## Travail à faire
a – Indiquez, d'après l'entretien avec Myriam Martin, la date à laquelle des militants d'Action Française se sont introduits dans l'assemblée régionale.
b – Reprenez l'entretien avec Myriam Martin à la suite de la dernière question posée et poursuivez-le.

## Extrait choisi
====

Myriam Martin : Il ne fait que dénoncer une instrumentalisation des faits par l’extrême droite. Dont il reçoit lui-même des menaces… J’ai regardée la vidéo, diffusée sur les réseaux sociaux, de ce simulacre d’exécution d’un militant de gauche. J’ai été éberluée par tant de haine. Autour de moi, les gens sont affolés par ce climat malsain. Le débat qui est ouvert est nauséabond, les idées qui circulent terribles. Nous sommes, avec Jean-Luc Mélenchon, des boucs émissaires, ceux qu’il faut abattre à tout prix. Parce que nous sommes le seul parti à sortir du lot, à incarner la gauche de manière cohérente.
Vous-même avez été la cible de menaces ?
Oui, des courriers avec des photo-montages contre lesquels j’ai saisi le procureur de la République. Depuis l’intrusion de militants d’Action Française dans l’assemblée régionale, le 25 mars dernier, nous sommes obligés de nous tenir sur nos gardes. Il y a des membres de groupuscules extrémistes au sein même de la région, dans les rangs de Mr Garraud (conseiller régional et tête de liste RN) Ndlr.). L’un de ses conseillers, Romain Lopez a publié des tweets antisémites. Lorsque je m’en suis émue auprès de Carole Delga, celle-ci s’est contentée de me dire de saisir le procureur de la République. Elle est plus prompte à taper sur LFI que sur l’extrême droite.
Le contexte sanitaire pèse lui aussi sur votre campagne ?

====

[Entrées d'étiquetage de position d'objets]
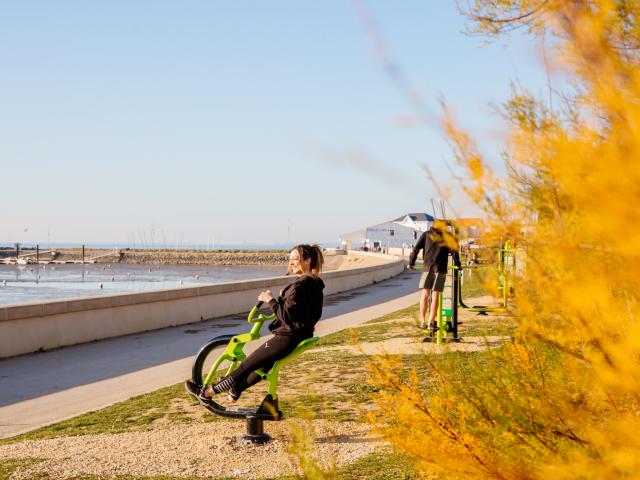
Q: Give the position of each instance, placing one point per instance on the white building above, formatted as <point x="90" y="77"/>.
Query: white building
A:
<point x="402" y="232"/>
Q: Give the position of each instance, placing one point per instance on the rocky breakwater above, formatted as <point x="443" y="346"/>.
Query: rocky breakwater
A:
<point x="230" y="257"/>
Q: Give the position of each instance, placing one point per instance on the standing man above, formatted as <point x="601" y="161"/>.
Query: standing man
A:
<point x="435" y="256"/>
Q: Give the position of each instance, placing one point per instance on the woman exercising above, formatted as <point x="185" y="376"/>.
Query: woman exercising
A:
<point x="297" y="309"/>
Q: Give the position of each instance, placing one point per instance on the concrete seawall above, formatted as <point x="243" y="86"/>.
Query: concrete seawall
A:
<point x="37" y="326"/>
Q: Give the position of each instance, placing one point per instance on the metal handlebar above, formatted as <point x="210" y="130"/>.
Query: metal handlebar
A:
<point x="261" y="318"/>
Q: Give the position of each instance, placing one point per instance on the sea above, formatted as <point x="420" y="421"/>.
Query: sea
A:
<point x="28" y="283"/>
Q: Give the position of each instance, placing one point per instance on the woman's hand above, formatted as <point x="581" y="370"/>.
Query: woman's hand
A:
<point x="265" y="296"/>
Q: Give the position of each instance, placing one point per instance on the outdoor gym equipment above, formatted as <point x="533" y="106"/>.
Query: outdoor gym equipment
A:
<point x="203" y="375"/>
<point x="506" y="265"/>
<point x="447" y="312"/>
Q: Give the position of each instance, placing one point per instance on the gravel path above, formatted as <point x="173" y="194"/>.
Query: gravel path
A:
<point x="203" y="450"/>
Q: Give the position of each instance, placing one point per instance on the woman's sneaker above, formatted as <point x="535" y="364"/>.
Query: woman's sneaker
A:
<point x="233" y="395"/>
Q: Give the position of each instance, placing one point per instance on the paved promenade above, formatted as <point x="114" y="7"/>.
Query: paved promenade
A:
<point x="44" y="388"/>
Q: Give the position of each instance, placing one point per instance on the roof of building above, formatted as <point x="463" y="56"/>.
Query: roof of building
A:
<point x="416" y="217"/>
<point x="469" y="222"/>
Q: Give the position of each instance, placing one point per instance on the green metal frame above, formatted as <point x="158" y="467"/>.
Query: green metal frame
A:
<point x="234" y="353"/>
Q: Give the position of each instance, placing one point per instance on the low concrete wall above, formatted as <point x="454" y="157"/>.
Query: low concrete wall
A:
<point x="34" y="326"/>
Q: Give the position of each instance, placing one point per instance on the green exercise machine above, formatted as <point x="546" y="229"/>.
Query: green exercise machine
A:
<point x="208" y="369"/>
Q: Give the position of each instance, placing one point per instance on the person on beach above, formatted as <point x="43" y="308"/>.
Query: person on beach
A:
<point x="298" y="308"/>
<point x="435" y="257"/>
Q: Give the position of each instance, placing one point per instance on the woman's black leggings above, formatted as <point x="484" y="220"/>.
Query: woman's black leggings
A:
<point x="274" y="349"/>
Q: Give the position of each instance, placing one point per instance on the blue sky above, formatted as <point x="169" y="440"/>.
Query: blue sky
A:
<point x="233" y="122"/>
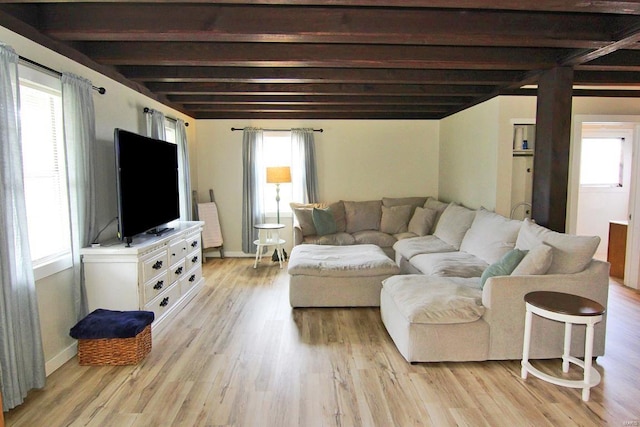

====

## Réponses ci-dessous
a – Le 25 mars dernier.

b –
En effet, nos moyens sont limités, les gens ont peur de la contamination, et les directives changent en permanence… Des directives que les maires appliquent avec plus ou moins de zèle. Comme à Moissac, dimanche dernier, où nous n’avons pas pu organiser un pique-nique en extérieur avec une vingtaine de militants, alors que nous respections toutes les mesures barrière. Il est en effet très compliqué de mener campagne dans un tel contexte. Pour tout le monde, sauf pour les sortants.
C’est à dire ?
Pour eux, cela va bien, puisqu’ils bénéficient des outils de communication de la région. Ils s’en servent et parfois en abusent. En Occitanie, tous les maires ont reçu un courrier de Carole Delga dans lequel elle explique qu’elle est la présidente idéale. Je ne comprenais pas qu’elle puisse profiter ainsi de sa position, alors j’ai interrogé le préfet, qui m’a répondu que c’était du ressort du juge des élections. Et puis, ces dernières semaines, des subventions on été votées et des budgets ont été débloqués par la Région. Comme par miracle. Les maires LFI, dans plusieurs communes d’Occitanie, me racontent qu’ils n’ont jamais vu ça ! Je trouve que la vie politique est tombée bien bas. Tant qu’elle ne sera pas suffisamment réglementée, il y aura de tels abus, qui salissent la démocratie.
Parlons économie : comment relancer, selon vous, celle de l’Occitanie ?
En la diversifiant. Notre économie est basée sur le monopole de l’industrie aéronautique. Nous voyons bien que lorsqu’elle flanche, cela déclenche des problèmes en cascade. Et il y a la question du trafic aérien, qui ne pourra plus s’accroître indéfiniment, compte tenu de la chape de plomb écologique que nous avons sur la tête. Si l’on ne réfléchit pas à ce que l’on produit et à la manière dont on le produit, alors on courre à la catastrophe. Nous devons aider les entreprises de la filière à retrouver de l’activité, en travaillant par exemple sur l’élaboration d’un avion plus propre. On peut trouver aussi des passerelles vers des activités connexes, comme l’énergie, l’éolien, le ferroviaire, l’électronique embarquée. Utiliser les savoir-faire pour des industries plus propres. Former les gens qui veulent changer de métier. Tout cela, la région peut le piloter, à travers une vice-présidence à la reconversion industrielle. Et le financer, car elle a un important levier économique. Mais le budget de la région n’est pas un tiroir-caisse. Elle doit conditionner ses aides à la préservation des emplois, avec un comité de suivi qui intègre les salariés. Ce n’est pas à eux de payer la crise.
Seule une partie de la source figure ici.